[Coordinate annotation entries]
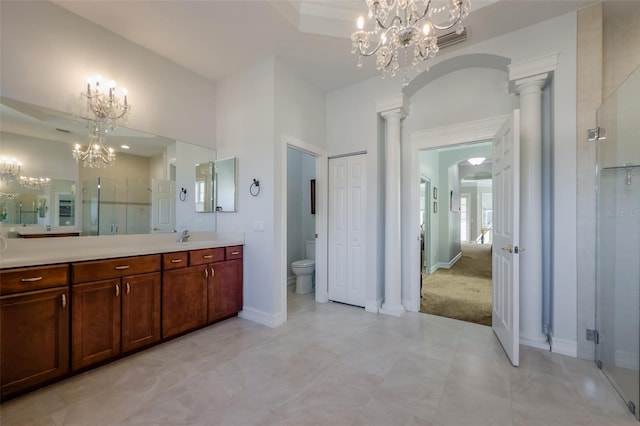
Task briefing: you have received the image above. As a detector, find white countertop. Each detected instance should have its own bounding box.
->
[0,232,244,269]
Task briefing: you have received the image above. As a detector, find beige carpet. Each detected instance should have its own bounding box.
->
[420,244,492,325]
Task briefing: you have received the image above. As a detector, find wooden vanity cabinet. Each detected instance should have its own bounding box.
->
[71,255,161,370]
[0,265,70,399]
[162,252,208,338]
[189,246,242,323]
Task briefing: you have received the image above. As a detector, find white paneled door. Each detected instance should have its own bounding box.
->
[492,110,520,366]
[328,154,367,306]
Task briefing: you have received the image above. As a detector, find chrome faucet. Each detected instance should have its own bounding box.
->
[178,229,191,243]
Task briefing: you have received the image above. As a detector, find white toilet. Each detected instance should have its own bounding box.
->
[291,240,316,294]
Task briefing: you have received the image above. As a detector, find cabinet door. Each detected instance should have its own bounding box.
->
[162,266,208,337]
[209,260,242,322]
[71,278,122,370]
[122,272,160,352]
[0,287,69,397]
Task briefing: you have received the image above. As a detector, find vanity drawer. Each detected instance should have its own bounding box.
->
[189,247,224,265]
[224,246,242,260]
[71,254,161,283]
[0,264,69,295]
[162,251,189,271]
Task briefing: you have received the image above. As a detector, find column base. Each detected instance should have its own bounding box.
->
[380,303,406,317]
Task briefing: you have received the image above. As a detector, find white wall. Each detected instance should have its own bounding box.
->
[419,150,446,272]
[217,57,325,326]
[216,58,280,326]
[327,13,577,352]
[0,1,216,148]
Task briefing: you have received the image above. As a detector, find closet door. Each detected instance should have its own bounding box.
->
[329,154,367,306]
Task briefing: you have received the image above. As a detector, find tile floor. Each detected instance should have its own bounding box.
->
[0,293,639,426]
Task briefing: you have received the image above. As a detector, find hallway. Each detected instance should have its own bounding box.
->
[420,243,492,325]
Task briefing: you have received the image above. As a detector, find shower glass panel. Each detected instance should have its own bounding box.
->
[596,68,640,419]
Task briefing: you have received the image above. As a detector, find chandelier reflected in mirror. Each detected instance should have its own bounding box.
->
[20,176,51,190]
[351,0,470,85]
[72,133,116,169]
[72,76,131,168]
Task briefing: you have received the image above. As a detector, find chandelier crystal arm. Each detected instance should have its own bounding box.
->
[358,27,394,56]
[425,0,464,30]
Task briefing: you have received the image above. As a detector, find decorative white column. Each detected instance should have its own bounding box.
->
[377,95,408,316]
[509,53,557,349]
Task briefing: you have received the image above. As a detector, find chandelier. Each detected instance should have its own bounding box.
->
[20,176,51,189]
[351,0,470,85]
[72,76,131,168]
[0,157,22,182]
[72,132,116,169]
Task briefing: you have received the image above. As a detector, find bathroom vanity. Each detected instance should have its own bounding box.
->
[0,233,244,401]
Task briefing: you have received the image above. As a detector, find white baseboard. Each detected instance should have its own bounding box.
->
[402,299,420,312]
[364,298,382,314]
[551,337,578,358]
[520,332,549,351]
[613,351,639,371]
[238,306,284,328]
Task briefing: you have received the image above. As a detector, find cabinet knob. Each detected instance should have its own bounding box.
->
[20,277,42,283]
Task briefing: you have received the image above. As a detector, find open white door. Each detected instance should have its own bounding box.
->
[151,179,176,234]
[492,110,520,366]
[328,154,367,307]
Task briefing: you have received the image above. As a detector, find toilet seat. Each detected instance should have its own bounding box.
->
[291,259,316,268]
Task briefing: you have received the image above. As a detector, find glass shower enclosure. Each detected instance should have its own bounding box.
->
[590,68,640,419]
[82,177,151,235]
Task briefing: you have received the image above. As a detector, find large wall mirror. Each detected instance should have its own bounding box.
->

*SET PROBLEM*.
Can you convert every line of the records above into a JSON list of strings, one string per line, with blank lines omitted and the pictures left out?

*FINISHED ANSWER*.
[
  "Task briefing: you have received the image above. As a detector, find white countertop. Each detected instance should have its own bounding box.",
  "->",
  "[0,232,244,269]",
  "Task briefing: you have received the image above. As a detector, find beige carpet. Each detected instance should have its own bounding box.",
  "->",
  "[420,244,492,325]",
  "Task briefing: you have received the image above. As a detector, find wooden vanity cabinet. Each detected instance should have its own bounding box.",
  "->",
  "[71,255,161,370]",
  "[0,265,70,399]",
  "[162,252,208,338]",
  "[189,246,242,323]",
  "Task briefing: you have received the image above. As a detector, find white paneled door. Each detected instance should have its own bounding box.",
  "->",
  "[492,110,520,366]",
  "[328,154,367,306]",
  "Task briefing: you have received the image above. As a detector, find chrome faucet. Each detected instance should have its own bounding box.",
  "->",
  "[178,229,191,243]",
  "Task briefing: you have received the image above. As a detector, find white toilet. Each detected instance should have its own bounding box.",
  "->",
  "[291,240,316,294]",
  "Task briefing: you have received the image above. As a detector, find cabinet door. Each detected instance should have its own bounding box.",
  "->",
  "[162,266,208,337]",
  "[209,260,242,322]",
  "[71,278,122,370]",
  "[122,272,160,352]",
  "[0,287,69,397]",
  "Task briefing: you have received the image above. As a detector, find vanity drawer. Each detected instance should have its own bounding box.",
  "->",
  "[189,247,224,265]",
  "[224,246,242,260]",
  "[71,254,161,283]",
  "[0,264,69,295]",
  "[162,251,189,271]",
  "Task briefing: you have received the image above. As a detector, find column base. Each detected instance should have its own bounding box.",
  "->",
  "[380,303,406,317]",
  "Task briefing: you have received the image above. As a detector, find white wall. Each detected instance should have its own bounding box.",
  "->",
  "[419,150,446,272]",
  "[217,57,325,326]",
  "[216,58,280,326]",
  "[327,13,577,352]",
  "[0,1,216,148]",
  "Task briefing: you have received the image above. As a detector, find closet door. Each detected instance should have its own bounding box.",
  "->",
  "[329,154,367,306]",
  "Task briefing: you have received the image above. As a detector, find tile floor. Each detected instance should have its own bounding box.",
  "->",
  "[0,293,639,426]",
  "Task briefing: you have received the image above. As a detector, find hallway. Each detected instance should have its own bounding box.",
  "->",
  "[420,243,492,325]",
  "Task briefing: you have received the image above. As a detector, find shower glass panel. Each detected instance should have its own bounding box.",
  "->",
  "[596,68,640,419]",
  "Task briefing: you have received the image above. As a detector, find chandelier reflected in mirror. Each detected instance should have its own bounding box.",
  "->",
  "[20,176,51,190]",
  "[351,0,470,85]",
  "[72,133,116,169]",
  "[72,76,131,168]",
  "Task briefing: you have received the image above. As a detector, find chandelier crystal arm. Each detected instance should have its own bounding box.",
  "->",
  "[358,27,394,56]",
  "[425,0,464,30]",
  "Task briefing: you have received the image above. As a detector, find decorative white column. Each detected instance should have its own bounding box.",
  "->",
  "[377,95,408,316]",
  "[509,53,557,349]",
  "Task briefing: you have received the image above. As a detector, find chandelier. Each detected instance should have its own bounding box.",
  "->",
  "[20,176,51,189]",
  "[351,0,470,85]",
  "[72,76,131,168]",
  "[0,157,22,182]",
  "[72,132,116,169]",
  "Task briefing: you have received the image above. As a detector, find bathroom vanity. Each detected instance should have its own bounding box.",
  "->",
  "[0,233,244,401]",
  "Task briefing: you have received the image above. As a detector, find white baseboard. Each detected instance should have its own bounding box.",
  "->",
  "[402,299,420,312]",
  "[364,298,382,314]",
  "[551,337,578,358]",
  "[520,332,549,351]",
  "[613,351,639,371]",
  "[238,306,284,328]",
  "Task briefing: you have received the image above. As a detector, find cabinet knob. Each detected instance should have its own bounding box.",
  "->",
  "[20,277,42,283]",
  "Task briefing: you have received the image above. As a detector, find open white door. Each detected instance should have its own bounding box.",
  "->",
  "[151,179,176,234]",
  "[492,110,520,366]",
  "[328,154,367,307]",
  "Task briefing: you have received the image above. As a detector, find toilet seat. Each detected instance should have its own bounding box.",
  "->",
  "[291,259,316,268]",
  "Task briefing: you have received the image above. As a detector, find glass shower enclosure. Each detected instance should have its own bounding box.",
  "->",
  "[590,68,640,419]",
  "[82,177,151,235]",
  "Task briefing: you have received the image above. As a detector, find large wall mirror. Each detected instance should have its own bounding box.",
  "->"
]